Skip to contents

Introduction

The fmeffects package computes, aggregates, and visualizes forward marginal effects (FMEs) for any supervised machine learning model. To learn about FMEs, look here how they are computed or read the methods paper for a more in-depth understanding. Our website is the best way to find all available resources.

There are three main functions:

  • fme() computes FMEs for a given model, data, feature of interest, and step size
  • came() can be applied subsequently to find subspaces of the feature space where FMEs are more homogeneous
  • ame() provides an overview of the prediction function w.r.t. each feature by using average marginal effects (AMEs) based on FMEs.

Example

For demonstration purposes, we consider usage data from the Capital Bike Sharing scheme (Fanaee-T and Gama, 2014). It contains information about bike sharing usage in Washington, D.C. for the years 2011-2012 during the period from 7 to 8 a.m. We are interested in predicting count (the total number of bikes lent out to users).

☆ ☆ ☆ ☆ ☆ ☆ ☆

Set of tasks:
a - Quote the fmeffects page from "There are three" up to and including "out to users).".
b - Answer these questions using the fmeffects page:
(i) Which function finds subspaces of the feature space where FMEs are more homogeneous?
(ii) In which city was the bike sharing usage data collected?
(iii) Which variable does the example aim to predict?
c - Carry on writing the fmeffects page from the point where it stops.
The material after this point plays no part in what is asked here.

Supplied information:
☆ ☆ ☆ ☆ ☆ ☆ ☆

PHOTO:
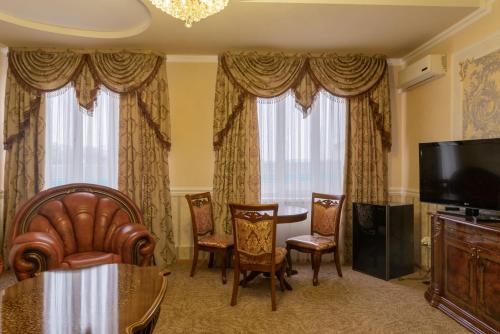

☆ ☆ ☆ ☆ ☆ ☆ ☆

Outputs by task:
a -
There are three main functions:

  • fme() computes FMEs for a given model, data, feature of interest, and step size
  • came() can be applied subsequently to find subspaces of the feature space where FMEs are more homogeneous
  • ame() provides an overview of the prediction function w.r.t. each feature by using average marginal effects (AMEs) based on FMEs.

Example

For demonstration purposes, we consider usage data from the Capital Bike Sharing scheme (Fanaee-T and Gama, 2014). It contains information about bike sharing usage in Washington, D.C. for the years 2011-2012 during the period from 7 to 8 a.m. We are interested in predicting count (the total number of bikes lent out to users).

b -
(i) came()
(ii) Washington, D.C.
(iii) count, the total number of bikes lent out to users

c -
library(fmeffects)
data(bikes, package = "fmeffects")
str(bikes)
## Classes 'data.table' and 'data.frame':   727 obs. of  11 variables:
##  $ season    : Factor w/ 4 levels "fall","spring",..: 2 2 2 2 2 2 2 2 2 2 ...
##  $ year      : Factor w/ 2 levels "0","1": 1 1 1 1 1 1 1 1 1 1 ...
##  $ month     : num  1 1 1 1 1 1 1 1 1 1 ...
##  $ holiday   : Factor w/ 2 levels "True","False": 2 2 2 2 2 2 2 2 2 2 ...
##  $ weekday   : Factor w/ 7 levels "Sun","Mon","Tue",..: 7 1 2 3 4 5 6 7 1 2 ...
##  $ workingday: Factor w/ 2 levels "True","False": 2 2 1 1 1 1 1 2 2 1 ...
##  $ weather   : Factor w/ 3 levels "clear","misty",..: 1 2 1 1 1 2 1 2 1 1 ...
##  $ temp      : num  8.2 16.4 5.74 4.92 7.38 6.56 8.2 6.56 3.28 4.92 ...
##  $ humidity  : num  0.86 0.76 0.5 0.74 0.43 0.59 0.69 0.74 0.53 0.5 ...
##  $ windspeed : num  0 13 13 9 13 ...
##  $ count     : num  3 1 64 94 88 95 84 9 6 77 ...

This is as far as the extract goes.